◆ Written exercise A
In the records below, transcribe the lines from the line with "like point(468, 85)." to the line with "point(51, 170)", including both of those lines.

◆ Text passage
━━━━━━━━

Single by A-Jax

from the album 2MYX
- B-side: "Never Let Go"
- Released: June 1, 2012
- Recorded: 2012
- Genre: K-pop, Rock
- Length: 3:57
- Label: DSP Media
- Songwriter: Steven Lee
- Producer: Steven Lee

A-Jax Korean singles chronology
|  | "One 4 U" (2012) | "Hot Game" (2012) |

Music video
- "One 4 U" on YouTube

= One 4 U =

2012 single by A-Jax

"One 4 U" (Japanese: ワン・フォー・ユー Wan Fō Yū; Korean: 원포유 Wonpoyu) is a song by South Korean boy band A-Jax. It was released on June 1, 2012 as the group's debut single. The song "Never Let Go", used as B-side for the Korean single, was released on May 15, 2012, two weeks before their official debut, as a prologue single. The song was re-recorded in Japanese and will also serve as their debut single in Japan. It was released on August 8, 2012.

==Background==
On May 7, a mysterious video featuring Kara's member Goo Hara was revealed on DSP Media's YouTube account with a male voice on the background. The video created a confusion because it was not revealed if the video was a teaser for an upcoming Korean comeback of Kara, or a teaser for an upcoming solo event of Hara, or something related to A-Jax. On May 10, another video of Hara was released, revealing that the teaser was related to A-Jax. In the teaser, a song of the group (at this time the name was not revealed) was playing at the background. On May 15, DSP Media released the song and music video of the song played on the teaser, called "Never Let Go". On the music video only appears Hara. Later it was stated that the song was only a prologue song. On May 21, it was revealed that A-Jax was set to be the opening act in Kara's last two shows of their first tour, Karasia, in Saitama, Japan. The members stated "It's an honor to be able to stand on such a big stage before our debut. It'll be a learning experience for us. As it is a great opportunity, we're going to work to show as much of our charm as possible." On May 1, it was revealed that the group will be debuting in South Korea and Japan simultaneously in 2012. It was also revealed by DSP that "A-Jax will be the first Korean idol group to debut within Korea and Japan simultaneously, and will follow in the footsteps of the group SS501. A-Jax has signed under the equivalent conditions that other Korean male idol groups, who have already established their popularity, have been given, making it an unprecedented event. Thus, they are receiving much attention from Japanese music industry insiders." For their Japanese releases, they signed with the label Universal Sigma, where their labelmates Kara and Rainbow are currently signed.

On May 28, DSP Media released, on A-Jax's YouTube account, a teaser of the music video for their official debut song "One 4 U". The full single of "One 4 U" were released on June 1. The song is also known for being the opening and ending theme song of MBC Music's reality show Making the Star - DSP Boyz.

━━━━━━━━

◆ Supplied records
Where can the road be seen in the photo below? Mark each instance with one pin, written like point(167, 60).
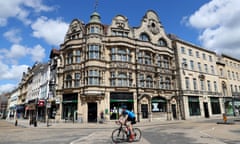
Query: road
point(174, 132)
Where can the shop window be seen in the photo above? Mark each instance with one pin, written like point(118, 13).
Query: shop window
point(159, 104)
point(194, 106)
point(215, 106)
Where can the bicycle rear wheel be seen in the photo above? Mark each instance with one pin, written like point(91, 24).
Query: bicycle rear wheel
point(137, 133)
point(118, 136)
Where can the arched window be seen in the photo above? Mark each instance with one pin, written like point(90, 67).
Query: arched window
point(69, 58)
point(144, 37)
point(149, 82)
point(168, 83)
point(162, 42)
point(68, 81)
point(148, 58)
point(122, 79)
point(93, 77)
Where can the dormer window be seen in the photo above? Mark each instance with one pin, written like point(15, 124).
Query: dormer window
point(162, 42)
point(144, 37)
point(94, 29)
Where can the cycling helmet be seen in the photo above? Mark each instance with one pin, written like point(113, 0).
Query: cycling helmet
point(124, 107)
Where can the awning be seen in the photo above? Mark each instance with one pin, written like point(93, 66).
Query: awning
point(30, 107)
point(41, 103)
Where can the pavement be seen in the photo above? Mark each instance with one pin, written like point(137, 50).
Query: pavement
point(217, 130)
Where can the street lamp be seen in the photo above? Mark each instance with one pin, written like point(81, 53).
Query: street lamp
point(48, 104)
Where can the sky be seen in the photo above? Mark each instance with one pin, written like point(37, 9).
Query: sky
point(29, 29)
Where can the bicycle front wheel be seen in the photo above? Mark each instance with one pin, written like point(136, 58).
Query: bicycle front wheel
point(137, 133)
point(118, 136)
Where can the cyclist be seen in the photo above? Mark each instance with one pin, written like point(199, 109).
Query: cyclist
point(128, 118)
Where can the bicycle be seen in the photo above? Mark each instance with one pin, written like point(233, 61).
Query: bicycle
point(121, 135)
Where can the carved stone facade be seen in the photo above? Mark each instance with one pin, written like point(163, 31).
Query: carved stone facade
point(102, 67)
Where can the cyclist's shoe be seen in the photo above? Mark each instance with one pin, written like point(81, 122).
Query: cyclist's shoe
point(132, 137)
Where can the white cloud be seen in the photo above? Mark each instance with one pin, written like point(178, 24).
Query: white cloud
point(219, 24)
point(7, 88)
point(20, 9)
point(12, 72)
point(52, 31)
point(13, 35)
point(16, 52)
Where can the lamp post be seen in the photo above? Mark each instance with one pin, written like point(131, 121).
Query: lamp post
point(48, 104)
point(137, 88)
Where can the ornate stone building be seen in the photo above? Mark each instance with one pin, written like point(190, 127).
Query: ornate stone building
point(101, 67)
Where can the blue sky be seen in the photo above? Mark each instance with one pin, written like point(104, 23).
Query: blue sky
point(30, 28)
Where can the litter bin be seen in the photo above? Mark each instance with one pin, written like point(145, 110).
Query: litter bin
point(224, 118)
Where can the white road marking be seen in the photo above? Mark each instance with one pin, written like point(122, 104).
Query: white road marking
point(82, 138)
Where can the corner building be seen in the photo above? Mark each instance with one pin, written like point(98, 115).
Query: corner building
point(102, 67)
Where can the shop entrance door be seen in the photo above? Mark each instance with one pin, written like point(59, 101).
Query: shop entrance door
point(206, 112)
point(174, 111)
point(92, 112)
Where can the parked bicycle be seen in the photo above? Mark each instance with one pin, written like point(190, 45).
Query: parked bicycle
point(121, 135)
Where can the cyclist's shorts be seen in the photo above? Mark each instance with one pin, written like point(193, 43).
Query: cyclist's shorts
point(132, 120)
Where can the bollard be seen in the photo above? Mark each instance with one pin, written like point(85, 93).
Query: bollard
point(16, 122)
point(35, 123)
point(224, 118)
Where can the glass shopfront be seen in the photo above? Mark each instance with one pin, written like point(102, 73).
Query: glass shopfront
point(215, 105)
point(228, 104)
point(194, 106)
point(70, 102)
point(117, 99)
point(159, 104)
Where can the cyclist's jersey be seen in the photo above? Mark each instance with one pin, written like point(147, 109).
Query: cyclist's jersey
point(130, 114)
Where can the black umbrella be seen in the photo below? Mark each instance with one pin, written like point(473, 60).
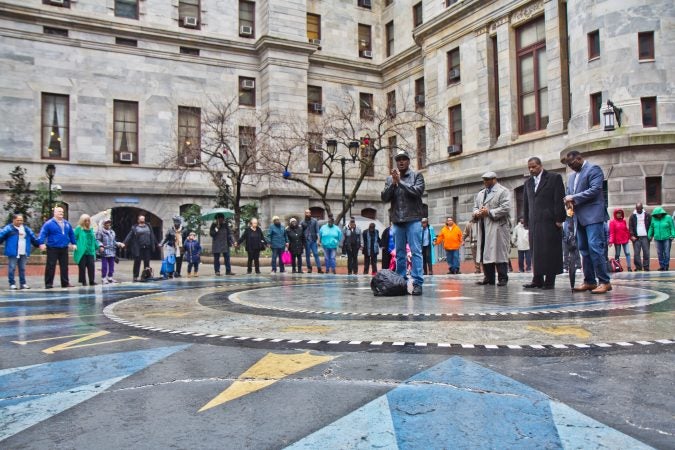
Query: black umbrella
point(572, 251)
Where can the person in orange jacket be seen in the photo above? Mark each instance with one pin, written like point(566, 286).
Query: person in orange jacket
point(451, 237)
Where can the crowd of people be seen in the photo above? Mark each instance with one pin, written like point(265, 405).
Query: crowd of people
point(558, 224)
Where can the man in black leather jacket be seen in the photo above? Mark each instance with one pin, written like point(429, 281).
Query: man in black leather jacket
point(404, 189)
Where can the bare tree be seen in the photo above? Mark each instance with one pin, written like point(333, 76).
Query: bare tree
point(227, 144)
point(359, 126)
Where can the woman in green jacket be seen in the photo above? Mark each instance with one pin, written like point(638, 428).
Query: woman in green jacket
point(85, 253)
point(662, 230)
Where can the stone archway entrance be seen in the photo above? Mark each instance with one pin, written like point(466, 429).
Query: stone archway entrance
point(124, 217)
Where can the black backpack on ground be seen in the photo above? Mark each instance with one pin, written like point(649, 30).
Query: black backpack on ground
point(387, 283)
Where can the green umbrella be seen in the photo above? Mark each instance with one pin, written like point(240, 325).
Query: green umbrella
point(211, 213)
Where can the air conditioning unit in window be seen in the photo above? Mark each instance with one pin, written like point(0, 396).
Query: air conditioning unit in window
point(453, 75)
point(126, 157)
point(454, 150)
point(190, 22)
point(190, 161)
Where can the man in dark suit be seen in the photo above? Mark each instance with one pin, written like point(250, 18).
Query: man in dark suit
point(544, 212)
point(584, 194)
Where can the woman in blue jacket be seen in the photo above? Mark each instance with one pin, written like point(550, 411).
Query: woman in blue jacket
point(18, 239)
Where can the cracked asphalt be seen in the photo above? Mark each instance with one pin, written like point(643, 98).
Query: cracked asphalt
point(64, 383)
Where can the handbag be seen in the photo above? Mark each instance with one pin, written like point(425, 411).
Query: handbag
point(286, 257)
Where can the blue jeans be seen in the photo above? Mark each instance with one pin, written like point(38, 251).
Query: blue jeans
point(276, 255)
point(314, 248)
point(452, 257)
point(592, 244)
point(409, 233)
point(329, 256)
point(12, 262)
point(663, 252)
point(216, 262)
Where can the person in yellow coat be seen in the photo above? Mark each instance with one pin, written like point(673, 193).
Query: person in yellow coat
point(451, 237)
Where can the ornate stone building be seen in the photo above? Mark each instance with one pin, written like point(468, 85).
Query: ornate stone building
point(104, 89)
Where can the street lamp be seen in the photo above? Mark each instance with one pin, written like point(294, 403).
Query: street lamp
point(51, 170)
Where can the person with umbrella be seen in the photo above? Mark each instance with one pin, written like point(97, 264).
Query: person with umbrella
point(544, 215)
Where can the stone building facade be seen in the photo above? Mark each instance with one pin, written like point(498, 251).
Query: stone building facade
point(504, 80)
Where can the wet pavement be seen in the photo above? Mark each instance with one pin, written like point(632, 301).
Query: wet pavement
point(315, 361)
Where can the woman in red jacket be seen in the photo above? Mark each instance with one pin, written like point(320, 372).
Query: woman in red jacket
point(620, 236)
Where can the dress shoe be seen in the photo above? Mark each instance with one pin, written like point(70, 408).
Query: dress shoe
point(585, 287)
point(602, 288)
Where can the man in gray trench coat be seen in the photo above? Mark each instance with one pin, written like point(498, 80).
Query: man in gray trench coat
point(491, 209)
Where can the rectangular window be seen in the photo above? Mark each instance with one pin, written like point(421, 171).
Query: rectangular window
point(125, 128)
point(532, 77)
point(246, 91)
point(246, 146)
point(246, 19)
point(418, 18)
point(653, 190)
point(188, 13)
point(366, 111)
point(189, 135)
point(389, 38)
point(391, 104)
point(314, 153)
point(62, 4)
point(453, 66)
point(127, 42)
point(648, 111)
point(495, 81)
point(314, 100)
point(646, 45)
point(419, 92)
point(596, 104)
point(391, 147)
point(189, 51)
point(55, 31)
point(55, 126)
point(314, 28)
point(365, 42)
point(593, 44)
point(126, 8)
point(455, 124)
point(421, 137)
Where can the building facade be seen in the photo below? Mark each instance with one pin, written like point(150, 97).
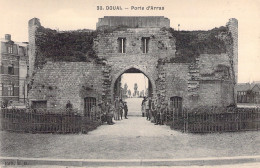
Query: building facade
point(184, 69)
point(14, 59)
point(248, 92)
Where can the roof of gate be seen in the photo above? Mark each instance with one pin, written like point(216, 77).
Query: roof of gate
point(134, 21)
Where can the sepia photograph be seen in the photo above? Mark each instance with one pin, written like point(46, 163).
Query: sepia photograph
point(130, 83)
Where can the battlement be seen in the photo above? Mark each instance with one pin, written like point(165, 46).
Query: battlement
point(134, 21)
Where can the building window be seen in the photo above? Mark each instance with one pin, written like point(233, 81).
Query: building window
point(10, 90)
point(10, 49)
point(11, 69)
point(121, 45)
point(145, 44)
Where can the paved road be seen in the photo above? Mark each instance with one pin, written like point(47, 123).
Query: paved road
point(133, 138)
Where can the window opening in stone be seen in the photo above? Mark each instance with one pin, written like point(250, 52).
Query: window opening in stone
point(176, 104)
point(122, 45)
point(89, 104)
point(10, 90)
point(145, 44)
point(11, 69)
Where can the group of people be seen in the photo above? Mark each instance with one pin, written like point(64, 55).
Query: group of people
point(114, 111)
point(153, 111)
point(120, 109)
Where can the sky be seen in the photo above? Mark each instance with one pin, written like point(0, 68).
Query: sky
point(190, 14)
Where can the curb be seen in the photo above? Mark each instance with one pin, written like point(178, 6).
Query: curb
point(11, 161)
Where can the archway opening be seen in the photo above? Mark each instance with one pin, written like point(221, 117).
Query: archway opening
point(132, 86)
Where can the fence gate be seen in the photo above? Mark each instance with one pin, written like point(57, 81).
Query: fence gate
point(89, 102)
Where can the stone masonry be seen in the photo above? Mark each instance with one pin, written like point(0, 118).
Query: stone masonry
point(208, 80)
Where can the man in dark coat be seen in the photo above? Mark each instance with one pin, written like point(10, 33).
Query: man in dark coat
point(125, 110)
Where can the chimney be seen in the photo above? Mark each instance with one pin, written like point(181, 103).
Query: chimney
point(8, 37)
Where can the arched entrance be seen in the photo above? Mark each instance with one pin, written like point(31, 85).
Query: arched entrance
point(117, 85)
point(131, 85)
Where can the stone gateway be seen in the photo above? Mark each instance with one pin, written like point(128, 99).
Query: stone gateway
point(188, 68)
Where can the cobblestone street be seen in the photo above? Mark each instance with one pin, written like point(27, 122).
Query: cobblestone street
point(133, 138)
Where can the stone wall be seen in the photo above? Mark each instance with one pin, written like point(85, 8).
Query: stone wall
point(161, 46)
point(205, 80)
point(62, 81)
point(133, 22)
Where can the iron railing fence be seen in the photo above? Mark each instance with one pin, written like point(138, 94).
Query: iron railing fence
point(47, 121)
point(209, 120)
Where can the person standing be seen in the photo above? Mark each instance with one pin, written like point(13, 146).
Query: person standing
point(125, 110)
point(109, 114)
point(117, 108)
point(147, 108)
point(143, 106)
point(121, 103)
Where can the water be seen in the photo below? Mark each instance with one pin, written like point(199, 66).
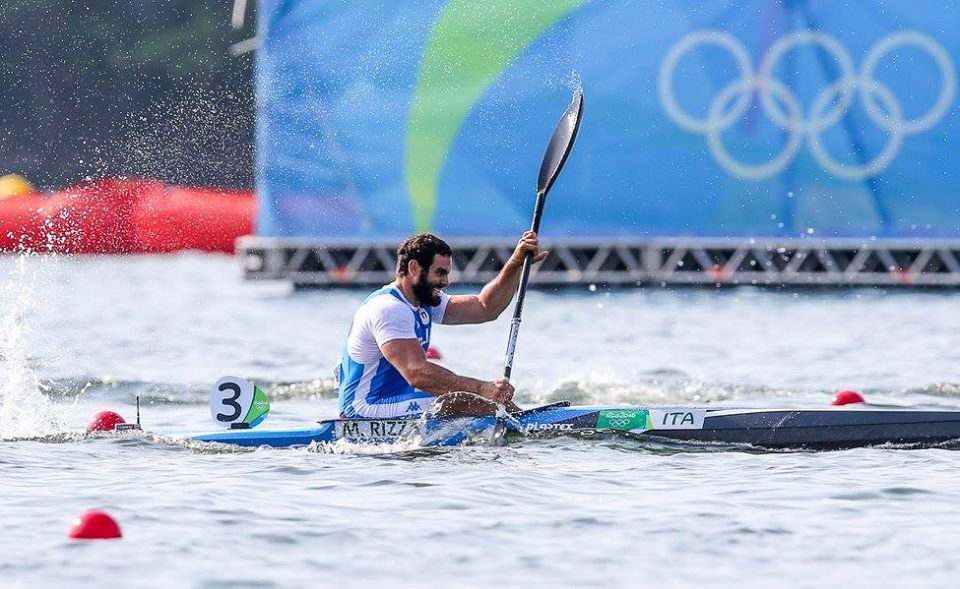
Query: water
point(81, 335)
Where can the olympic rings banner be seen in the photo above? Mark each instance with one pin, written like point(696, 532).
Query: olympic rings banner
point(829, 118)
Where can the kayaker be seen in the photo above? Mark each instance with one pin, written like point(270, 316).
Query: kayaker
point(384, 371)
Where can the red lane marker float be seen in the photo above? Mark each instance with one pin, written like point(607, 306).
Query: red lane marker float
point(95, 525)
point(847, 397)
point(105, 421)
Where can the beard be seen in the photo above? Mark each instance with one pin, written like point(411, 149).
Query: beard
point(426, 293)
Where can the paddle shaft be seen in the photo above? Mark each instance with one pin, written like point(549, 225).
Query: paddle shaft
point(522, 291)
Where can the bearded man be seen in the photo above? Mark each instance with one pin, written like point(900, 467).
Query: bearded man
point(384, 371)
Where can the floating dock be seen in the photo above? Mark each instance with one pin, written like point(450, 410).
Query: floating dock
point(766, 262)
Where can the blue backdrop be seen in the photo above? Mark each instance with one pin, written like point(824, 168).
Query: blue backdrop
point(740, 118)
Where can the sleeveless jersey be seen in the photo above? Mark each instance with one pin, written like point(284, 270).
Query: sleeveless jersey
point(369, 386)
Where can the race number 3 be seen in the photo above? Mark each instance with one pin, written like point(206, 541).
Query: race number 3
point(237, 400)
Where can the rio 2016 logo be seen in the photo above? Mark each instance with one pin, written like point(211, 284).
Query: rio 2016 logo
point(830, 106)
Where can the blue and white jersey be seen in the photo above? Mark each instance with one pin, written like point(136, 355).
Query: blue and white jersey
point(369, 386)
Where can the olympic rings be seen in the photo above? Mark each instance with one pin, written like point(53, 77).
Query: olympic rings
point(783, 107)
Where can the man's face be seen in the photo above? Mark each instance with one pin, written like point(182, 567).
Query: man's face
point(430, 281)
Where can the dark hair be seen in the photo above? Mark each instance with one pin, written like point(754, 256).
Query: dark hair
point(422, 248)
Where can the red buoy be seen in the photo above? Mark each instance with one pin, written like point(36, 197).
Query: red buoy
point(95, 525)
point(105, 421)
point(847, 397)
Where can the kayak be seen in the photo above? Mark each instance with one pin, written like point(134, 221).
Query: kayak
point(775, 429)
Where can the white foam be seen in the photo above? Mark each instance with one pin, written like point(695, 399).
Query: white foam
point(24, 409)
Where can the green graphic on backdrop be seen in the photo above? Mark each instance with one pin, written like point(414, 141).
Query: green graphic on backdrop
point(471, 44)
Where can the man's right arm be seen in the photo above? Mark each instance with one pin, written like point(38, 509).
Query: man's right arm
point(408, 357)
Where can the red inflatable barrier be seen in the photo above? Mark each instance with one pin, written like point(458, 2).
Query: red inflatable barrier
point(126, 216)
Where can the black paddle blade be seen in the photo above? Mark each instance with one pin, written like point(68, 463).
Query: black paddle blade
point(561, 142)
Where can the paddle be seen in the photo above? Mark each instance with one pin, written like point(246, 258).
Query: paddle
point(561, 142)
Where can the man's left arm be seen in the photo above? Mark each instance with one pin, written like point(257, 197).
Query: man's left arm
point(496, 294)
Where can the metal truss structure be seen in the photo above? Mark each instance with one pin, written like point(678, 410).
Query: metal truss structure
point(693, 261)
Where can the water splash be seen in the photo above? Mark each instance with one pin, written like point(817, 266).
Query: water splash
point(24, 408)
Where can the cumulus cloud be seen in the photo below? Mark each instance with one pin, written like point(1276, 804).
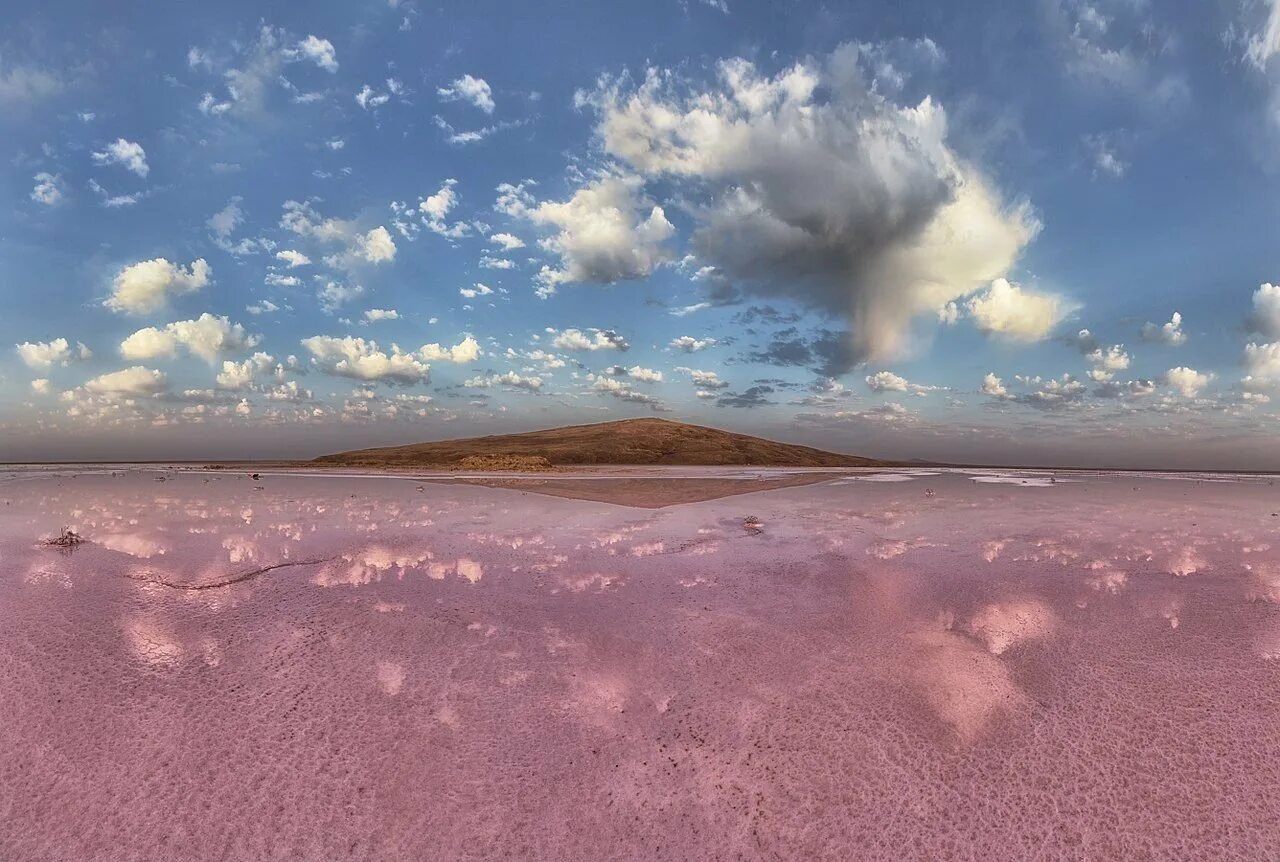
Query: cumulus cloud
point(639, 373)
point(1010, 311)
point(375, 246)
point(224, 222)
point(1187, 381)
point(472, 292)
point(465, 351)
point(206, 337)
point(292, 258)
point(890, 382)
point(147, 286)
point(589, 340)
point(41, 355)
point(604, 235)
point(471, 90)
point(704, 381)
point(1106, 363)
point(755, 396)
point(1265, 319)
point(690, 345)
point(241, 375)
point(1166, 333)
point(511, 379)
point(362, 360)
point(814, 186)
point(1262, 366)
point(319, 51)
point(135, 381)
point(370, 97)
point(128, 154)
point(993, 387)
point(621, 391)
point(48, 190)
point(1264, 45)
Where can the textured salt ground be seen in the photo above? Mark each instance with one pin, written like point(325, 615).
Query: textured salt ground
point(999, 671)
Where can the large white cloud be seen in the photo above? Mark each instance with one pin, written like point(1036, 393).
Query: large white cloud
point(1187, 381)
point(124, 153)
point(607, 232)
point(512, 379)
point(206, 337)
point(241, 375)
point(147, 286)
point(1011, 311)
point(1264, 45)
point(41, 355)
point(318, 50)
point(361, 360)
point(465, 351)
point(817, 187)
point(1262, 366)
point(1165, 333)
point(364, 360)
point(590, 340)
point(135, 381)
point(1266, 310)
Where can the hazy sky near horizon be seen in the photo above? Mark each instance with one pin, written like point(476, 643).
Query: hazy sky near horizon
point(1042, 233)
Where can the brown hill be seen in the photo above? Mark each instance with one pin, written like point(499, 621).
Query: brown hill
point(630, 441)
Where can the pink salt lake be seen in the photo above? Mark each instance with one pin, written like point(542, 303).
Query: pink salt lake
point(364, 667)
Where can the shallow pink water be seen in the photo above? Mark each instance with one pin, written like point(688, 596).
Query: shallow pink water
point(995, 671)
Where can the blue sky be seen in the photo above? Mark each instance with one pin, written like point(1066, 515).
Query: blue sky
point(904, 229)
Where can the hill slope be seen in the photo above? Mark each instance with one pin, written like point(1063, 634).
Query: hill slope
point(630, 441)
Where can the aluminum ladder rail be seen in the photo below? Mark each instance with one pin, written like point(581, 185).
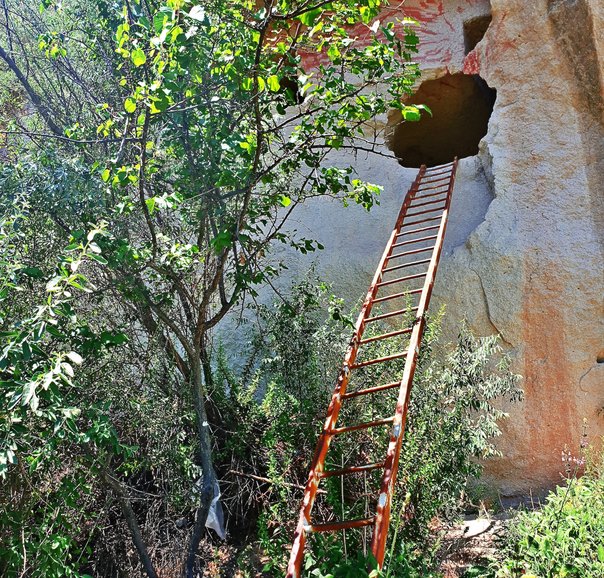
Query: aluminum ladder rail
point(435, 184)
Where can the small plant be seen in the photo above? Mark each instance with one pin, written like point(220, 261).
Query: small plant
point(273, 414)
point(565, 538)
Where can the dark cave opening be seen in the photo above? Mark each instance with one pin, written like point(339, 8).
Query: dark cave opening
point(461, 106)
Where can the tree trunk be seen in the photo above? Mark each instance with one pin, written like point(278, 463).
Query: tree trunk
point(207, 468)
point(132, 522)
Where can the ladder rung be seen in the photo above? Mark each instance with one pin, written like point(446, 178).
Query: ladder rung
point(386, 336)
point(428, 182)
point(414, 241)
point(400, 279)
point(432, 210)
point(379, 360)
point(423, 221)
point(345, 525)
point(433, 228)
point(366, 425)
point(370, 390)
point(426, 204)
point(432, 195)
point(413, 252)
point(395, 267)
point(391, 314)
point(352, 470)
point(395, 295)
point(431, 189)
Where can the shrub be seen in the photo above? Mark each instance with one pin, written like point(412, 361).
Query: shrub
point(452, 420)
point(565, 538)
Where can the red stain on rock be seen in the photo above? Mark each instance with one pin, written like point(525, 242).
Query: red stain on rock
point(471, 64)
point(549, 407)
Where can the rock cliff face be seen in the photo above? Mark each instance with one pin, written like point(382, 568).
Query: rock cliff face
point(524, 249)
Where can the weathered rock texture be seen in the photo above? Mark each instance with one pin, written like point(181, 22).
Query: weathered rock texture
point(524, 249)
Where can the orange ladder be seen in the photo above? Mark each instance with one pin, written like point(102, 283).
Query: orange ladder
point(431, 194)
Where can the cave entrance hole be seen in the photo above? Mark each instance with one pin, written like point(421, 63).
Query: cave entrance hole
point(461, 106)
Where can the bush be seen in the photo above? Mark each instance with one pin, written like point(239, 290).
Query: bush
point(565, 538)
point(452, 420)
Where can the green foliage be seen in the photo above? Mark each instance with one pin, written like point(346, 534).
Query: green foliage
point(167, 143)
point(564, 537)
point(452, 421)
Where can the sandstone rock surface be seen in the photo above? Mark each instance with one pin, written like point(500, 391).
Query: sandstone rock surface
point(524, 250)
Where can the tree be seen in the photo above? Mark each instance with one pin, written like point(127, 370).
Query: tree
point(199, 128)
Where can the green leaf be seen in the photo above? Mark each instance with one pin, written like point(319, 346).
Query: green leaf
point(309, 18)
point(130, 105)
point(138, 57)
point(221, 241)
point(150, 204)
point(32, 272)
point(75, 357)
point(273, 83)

━━━━━━━━

◆ Written exercise B
Restate word for word the passage of the "One 4 U" article above from "2012 single by" to "August 8, 2012.".

◆ Worked solution A
Where can the ornate stone building be seen in the photo above? Mark each instance with one pin, written like point(468, 85).
Query: ornate stone building
point(104, 89)
Where can the street lamp be seen in the photo above? Mark each instance with one pin, written like point(294, 403).
Query: street lamp
point(51, 170)

◆ Worked solution B
2012 single by A-Jax

"One 4 U" (Japanese: ワン・フォー・ユー Wan Fō Yū; Korean: 원포유 Wonpoyu) is a song by South Korean boy band A-Jax. It was released on June 1, 2012 as the group's debut single. The song "Never Let Go", used as B-side for the Korean single, was released on May 15, 2012, two weeks before their official debut, as a prologue single. The song was re-recorded in Japanese and will also serve as their debut single in Japan. It was released on August 8, 2012.